• **Task instructions**: In the forum thread about the Paperwhite battery indicator, how often does Tatiana say the Paperwhite needs charging?

• **Passage**:
--- --- ---

# Does your Paperwhite's battery life indicator go down really fast?



## adelgabot (Aug 25, 2011)

My Kindle's power indicator shows an unusually low reading, as if it was about to lose power, barely a couple of days after I fully charge it. It doesn't really lose power, not yet anyway, but all the same it's kinda puzzling and irritating. It's like it's hanging on for dear life, endlessly, while never really going over. I'm thinking of sending it back in for repair or replacement, but then again, it's not really that much of a problem, just maybe a faulty battery life indicator. Does anyone else have this problem?


----------



## Toby (Nov 25, 2008)

No. Call Kindle CS.


----------



## Tatiana (Aug 20, 2010)

Yeah, my PW battery indicator shows about 1/4 charge left after just a few days; it drops quickly sometimes.  I read 4 or 5+ hours a day with the light on 12 -15 and I have to charge it about every third night or so.  I had to charge my Touch every 4th or 5th night.  Considering the light use more battery I'm not worried about my PW.


----------



## rleanne (Dec 12, 2012)

It depends on how much you read. If you read 4 or 5 hours a day, the battery will go down faster than if you're only reading 30 minutes a day. If you're only reading 30 minutes a day and your battery is going down fast, then it's a problem.

--- --- ---

• **Items**:
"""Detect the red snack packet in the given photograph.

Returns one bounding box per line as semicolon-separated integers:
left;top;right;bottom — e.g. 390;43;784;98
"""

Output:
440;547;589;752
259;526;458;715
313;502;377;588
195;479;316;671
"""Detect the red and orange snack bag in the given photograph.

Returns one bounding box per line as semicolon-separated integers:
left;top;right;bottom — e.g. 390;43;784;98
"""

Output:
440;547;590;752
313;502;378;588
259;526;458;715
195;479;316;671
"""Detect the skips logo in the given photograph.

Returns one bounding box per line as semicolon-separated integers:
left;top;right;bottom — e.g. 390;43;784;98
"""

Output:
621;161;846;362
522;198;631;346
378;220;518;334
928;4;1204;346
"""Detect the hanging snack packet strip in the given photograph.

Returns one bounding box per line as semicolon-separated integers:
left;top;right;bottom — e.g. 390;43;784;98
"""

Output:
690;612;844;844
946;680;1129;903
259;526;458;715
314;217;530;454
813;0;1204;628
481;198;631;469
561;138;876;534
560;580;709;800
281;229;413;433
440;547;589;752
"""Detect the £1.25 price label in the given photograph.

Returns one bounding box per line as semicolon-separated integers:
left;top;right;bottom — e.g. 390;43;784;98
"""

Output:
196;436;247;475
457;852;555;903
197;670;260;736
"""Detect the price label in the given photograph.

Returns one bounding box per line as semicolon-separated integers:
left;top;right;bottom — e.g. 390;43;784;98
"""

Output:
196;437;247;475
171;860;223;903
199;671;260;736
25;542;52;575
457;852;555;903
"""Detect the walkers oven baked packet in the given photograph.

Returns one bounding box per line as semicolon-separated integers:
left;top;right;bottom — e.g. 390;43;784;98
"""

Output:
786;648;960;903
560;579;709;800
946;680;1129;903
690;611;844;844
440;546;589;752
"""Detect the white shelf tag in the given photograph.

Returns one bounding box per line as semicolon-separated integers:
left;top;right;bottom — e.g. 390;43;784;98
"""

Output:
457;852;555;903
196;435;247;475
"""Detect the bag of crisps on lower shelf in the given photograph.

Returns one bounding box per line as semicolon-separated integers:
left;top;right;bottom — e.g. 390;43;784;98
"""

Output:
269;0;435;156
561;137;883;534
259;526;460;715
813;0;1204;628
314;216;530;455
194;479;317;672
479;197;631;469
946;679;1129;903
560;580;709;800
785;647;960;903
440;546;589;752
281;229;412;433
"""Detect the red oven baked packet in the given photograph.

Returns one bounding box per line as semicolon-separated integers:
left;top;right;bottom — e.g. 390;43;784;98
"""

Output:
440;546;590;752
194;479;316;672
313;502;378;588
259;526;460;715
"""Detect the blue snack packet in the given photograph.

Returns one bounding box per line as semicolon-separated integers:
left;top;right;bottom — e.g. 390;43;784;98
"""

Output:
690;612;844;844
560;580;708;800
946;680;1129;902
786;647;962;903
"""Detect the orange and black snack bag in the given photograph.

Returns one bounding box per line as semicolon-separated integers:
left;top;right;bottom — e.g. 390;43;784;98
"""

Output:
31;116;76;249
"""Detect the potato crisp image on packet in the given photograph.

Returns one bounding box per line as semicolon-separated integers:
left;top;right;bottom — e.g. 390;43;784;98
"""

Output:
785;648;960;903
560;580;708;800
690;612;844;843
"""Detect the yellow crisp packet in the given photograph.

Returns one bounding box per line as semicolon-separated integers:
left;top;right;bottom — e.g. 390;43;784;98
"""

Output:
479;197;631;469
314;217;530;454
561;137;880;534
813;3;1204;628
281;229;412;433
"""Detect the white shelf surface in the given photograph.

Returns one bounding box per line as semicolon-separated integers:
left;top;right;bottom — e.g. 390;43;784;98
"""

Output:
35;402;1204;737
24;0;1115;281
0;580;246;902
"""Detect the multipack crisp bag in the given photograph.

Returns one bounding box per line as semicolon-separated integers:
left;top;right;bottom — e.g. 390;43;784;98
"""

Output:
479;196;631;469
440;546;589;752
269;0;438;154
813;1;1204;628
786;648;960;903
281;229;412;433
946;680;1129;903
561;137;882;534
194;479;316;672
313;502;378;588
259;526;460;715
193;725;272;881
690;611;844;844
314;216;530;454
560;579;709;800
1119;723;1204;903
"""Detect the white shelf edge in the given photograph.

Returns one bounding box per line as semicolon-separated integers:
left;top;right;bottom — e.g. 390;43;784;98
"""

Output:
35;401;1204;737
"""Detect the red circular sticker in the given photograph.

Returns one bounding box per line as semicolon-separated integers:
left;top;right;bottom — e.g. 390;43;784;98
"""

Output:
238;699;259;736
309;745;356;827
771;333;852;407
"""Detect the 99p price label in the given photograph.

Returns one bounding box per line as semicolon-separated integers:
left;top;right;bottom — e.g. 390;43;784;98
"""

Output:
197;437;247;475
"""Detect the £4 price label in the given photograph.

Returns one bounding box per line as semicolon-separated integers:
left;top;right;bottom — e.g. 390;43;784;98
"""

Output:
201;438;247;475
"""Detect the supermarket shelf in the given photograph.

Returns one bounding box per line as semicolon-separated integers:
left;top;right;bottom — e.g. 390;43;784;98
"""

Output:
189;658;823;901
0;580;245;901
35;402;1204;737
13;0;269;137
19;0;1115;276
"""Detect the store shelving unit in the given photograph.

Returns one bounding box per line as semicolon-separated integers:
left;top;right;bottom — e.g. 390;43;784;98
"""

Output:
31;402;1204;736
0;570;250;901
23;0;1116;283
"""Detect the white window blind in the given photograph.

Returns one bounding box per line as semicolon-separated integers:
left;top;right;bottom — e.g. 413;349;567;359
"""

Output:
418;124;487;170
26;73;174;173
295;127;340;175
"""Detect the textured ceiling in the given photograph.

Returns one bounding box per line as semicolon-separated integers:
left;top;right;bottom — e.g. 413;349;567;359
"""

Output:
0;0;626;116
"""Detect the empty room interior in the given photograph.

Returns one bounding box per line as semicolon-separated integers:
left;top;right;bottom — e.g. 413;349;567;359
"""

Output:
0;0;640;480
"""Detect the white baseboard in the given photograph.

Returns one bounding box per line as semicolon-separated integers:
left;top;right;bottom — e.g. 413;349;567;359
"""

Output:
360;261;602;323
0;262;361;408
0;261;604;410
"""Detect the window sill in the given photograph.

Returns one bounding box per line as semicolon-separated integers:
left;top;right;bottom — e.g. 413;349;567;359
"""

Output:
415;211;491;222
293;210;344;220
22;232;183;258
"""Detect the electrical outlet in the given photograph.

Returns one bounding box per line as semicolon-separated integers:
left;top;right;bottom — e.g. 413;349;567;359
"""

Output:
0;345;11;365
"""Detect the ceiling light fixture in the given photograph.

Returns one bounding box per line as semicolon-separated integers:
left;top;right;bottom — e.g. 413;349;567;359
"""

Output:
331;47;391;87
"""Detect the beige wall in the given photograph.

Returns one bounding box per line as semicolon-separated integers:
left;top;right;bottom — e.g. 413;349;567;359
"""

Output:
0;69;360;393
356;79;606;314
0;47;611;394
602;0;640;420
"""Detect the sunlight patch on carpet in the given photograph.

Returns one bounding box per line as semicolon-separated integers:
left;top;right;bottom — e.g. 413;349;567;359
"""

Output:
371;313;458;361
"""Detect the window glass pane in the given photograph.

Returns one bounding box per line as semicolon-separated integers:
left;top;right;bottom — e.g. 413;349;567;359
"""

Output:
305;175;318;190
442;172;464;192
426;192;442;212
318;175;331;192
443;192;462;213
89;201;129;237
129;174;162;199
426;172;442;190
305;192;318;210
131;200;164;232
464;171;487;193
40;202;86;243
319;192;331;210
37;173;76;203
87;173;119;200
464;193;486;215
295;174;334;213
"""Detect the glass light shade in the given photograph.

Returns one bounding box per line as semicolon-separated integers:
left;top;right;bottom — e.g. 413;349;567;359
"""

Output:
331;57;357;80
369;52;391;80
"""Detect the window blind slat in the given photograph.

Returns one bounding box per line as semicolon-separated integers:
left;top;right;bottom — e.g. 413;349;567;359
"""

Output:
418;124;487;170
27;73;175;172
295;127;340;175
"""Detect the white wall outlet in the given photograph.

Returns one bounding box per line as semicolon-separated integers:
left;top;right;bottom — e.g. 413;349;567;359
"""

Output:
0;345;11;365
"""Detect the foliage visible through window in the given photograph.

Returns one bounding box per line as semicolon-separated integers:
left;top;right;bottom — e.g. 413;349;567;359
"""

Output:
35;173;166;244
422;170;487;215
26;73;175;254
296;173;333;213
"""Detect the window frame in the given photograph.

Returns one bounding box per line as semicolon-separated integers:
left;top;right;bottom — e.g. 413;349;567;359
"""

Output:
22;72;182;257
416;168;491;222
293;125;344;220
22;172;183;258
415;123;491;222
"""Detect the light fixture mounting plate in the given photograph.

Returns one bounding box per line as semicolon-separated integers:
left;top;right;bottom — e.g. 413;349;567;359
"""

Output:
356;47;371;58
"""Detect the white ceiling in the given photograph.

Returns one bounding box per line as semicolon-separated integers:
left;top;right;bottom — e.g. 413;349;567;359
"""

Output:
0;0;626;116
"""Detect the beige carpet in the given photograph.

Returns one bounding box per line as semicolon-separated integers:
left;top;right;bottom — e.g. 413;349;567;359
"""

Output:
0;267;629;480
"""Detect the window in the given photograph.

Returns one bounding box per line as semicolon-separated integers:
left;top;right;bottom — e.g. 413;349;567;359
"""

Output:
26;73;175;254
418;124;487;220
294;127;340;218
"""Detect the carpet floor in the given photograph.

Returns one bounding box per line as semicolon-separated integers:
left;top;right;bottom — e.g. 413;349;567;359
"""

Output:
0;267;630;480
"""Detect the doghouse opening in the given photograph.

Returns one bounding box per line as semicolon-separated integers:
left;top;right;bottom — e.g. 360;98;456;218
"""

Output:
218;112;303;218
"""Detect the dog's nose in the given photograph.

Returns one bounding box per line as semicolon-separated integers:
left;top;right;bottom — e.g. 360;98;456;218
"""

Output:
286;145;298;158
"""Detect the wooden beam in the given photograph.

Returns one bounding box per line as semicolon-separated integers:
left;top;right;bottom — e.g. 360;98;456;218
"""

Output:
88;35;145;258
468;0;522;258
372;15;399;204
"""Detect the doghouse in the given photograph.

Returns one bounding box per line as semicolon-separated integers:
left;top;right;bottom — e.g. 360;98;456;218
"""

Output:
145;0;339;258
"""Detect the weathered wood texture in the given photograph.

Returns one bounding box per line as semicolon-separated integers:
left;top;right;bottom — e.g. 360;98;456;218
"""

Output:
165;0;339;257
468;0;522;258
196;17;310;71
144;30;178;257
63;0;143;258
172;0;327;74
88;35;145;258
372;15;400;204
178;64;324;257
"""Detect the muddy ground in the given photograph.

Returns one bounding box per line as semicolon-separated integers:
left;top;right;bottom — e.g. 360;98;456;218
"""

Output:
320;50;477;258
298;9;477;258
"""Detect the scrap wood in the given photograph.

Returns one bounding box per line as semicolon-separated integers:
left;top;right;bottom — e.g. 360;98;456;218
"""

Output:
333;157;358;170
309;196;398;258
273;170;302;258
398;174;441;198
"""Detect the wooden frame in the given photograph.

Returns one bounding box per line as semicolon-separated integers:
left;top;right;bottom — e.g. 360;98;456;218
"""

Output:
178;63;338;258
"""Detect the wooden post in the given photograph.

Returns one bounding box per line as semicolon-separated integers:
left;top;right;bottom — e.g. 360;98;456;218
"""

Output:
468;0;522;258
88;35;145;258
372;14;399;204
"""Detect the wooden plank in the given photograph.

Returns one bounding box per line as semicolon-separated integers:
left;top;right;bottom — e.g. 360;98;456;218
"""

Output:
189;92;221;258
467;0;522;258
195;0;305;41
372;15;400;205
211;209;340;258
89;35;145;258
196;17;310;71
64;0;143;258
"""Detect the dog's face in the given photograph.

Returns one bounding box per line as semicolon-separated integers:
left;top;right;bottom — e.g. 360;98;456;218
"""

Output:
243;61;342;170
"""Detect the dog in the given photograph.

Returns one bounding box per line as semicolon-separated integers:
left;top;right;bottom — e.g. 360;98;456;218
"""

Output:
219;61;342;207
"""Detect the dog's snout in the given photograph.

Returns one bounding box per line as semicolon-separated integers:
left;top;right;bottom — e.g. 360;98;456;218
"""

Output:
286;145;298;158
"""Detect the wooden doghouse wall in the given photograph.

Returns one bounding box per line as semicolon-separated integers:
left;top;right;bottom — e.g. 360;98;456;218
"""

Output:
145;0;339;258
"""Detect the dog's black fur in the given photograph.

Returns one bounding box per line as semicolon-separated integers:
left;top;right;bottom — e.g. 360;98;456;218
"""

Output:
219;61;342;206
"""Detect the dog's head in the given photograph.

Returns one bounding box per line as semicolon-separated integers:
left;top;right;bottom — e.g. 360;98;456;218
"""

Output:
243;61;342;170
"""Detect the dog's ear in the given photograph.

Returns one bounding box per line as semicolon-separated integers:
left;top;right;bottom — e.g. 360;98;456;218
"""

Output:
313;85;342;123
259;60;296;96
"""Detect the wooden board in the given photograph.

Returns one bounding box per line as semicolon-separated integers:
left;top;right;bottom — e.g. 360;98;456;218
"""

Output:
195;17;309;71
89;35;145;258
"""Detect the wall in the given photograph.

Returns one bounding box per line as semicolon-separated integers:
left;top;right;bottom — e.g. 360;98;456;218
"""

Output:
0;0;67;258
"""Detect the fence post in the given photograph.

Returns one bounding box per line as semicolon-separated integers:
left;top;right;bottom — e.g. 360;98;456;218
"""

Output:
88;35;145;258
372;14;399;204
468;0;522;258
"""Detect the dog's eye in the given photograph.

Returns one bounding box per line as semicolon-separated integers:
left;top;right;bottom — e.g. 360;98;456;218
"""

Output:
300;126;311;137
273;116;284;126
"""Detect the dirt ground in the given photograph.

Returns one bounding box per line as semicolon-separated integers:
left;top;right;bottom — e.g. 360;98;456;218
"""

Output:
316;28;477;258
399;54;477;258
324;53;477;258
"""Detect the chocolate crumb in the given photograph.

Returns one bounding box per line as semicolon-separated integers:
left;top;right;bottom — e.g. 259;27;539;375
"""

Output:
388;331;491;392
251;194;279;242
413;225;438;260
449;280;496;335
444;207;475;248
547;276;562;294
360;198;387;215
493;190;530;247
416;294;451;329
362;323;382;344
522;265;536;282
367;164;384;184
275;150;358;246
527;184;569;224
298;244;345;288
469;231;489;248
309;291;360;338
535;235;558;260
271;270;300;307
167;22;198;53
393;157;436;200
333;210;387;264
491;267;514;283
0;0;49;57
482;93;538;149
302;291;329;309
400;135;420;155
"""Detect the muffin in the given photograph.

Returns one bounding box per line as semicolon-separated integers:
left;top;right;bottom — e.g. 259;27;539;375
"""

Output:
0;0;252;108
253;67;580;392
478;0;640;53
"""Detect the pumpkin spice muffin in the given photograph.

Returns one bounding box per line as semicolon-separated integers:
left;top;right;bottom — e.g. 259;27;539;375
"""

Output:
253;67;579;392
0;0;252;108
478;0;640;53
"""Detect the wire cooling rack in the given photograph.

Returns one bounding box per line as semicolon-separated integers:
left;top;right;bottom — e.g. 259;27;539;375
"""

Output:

--- --- ---

• **Solution to this problem**: About every third night or so.